Enunciado A: Actualiza la carta a Orwell en todo lo que va desde "Sin violencia física, como" hasta "pudiera heredarlo. (...)", cambiando "treinta años" por "veintitrés años".
Enunciado B: Traduce al inglés esta oración de la carta a Orwell: "También el nacionalismo de aquí ha tenido sus ladrones de guante blanco."
Enunciado C:
Responde según la carta a Orwell:
(i) ¿Desde cuándo no se veía una frontera divisoria como la que describe?
(ii) ¿Quién aparece en escena con su órdago independentista?
(iii) ¿Qué frase añadió el Gobierno de CiU a la definición de catalán?

Texto citado:
╭──

"(...) De todo cuanto le digo, querido Orwell, lo que me sacude el ánimo
hasta un extremo doloroso es la división entre buenos y malos catalanes
según sea nuestro grado de simpatía o antipatía por el independentismo,
de manera tal que una frontera divisoria nunca vista desde la dictadura
nos ha separado de amigos, familiares y conocidos, de ilusiones y de
proyectos comunes, de nuestro futuro inmediato, de nuestra literatura
célebre por su entidad y riqueza formal exclusiva, y hasta de nuestros
trabajos literarios y universitarios, de los que también nos han ido
apartando como esos insectos molestos y peligrosos a los que usted hace
referencia en sus notas antinacionalistas.
Sin violencia física, como
les gusta justificar a viva voz; con intimidación solo psicológica, pero
violencia al fin, nos miden el grado de catalanidad con baremos tan
infantiles, por no llamarlos racistas, como el nivel de catalán de sus
ciudadanos, el partido al que pertenecen, la bandera que cuelgan en su
balcón, los libros que compran y su sentimiento de independencia.
También el nacionalismo de aquí ha tenido sus ladrones de guante
blanco. El colmo ha sido Jordi Pujol, presidente de la Generalitat
durante treinta años, cuya lucha patriótica y soberanista era solo
estrategia para beneficio económico del mismo Pujol y el de su familia,
llevándose el dinero a paraísos fiscales y preparando el país para que
su hijo pudiera heredarlo. (...)
Hasta que aparece en escena Artur Mas, presidente de la Generalitat,
con su órdago independentista embrollando a los catalanes, siempre bien
avenidos, ahora divididos en un país que muchos califican de enfermo. Si
se había definido que era catalán todo aquel que trabajaba y vivía en
Cataluña, el Gobierno de CiU añadió un concepto ideológico: “Y de
aquellos que tienen voluntad de serlo”.

╰──

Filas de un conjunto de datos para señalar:
╭──

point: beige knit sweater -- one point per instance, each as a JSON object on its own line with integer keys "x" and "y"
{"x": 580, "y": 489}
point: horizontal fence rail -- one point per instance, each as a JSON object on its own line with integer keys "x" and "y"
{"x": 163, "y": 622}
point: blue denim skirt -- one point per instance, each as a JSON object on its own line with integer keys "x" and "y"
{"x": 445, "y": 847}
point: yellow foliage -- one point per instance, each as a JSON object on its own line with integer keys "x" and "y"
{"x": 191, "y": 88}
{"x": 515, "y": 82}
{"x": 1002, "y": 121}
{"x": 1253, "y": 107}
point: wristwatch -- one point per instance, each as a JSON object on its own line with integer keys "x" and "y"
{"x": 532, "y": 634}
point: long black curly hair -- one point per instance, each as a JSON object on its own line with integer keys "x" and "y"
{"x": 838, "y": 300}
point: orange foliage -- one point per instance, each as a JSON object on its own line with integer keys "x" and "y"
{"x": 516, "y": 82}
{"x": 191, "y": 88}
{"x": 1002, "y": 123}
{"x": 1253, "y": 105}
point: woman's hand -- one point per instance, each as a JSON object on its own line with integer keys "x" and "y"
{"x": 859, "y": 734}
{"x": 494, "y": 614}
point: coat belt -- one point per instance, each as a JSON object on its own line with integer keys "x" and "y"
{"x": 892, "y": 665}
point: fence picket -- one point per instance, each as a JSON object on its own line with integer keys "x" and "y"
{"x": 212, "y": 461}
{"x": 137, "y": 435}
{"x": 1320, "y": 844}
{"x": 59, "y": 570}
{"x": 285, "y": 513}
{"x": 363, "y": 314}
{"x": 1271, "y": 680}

╰──

Respuesta completa A:
Sin violencia física, como
les gusta justificar a viva voz; con intimidación solo psicológica, pero
violencia al fin, nos miden el grado de catalanidad con baremos tan
infantiles, por no llamarlos racistas, como el nivel de catalán de sus
ciudadanos, el partido al que pertenecen, la bandera que cuelgan en su
balcón, los libros que compran y su sentimiento de independencia.
También el nacionalismo de aquí ha tenido sus ladrones de guante
blanco. El colmo ha sido Jordi Pujol, presidente de la Generalitat
durante veintitrés años, cuya lucha patriótica y soberanista era solo
estrategia para beneficio económico del mismo Pujol y el de su familia,
llevándose el dinero a paraísos fiscales y preparando el país para que
su hijo pudiera heredarlo. (...)

Respuesta completa B: Nationalism here has also had its white-collar thieves.

Respuesta completa C:
(i) Desde la dictadura.
(ii) Artur Mas, presidente de la Generalitat.
(iii) "Y de aquellos que tienen voluntad de serlo".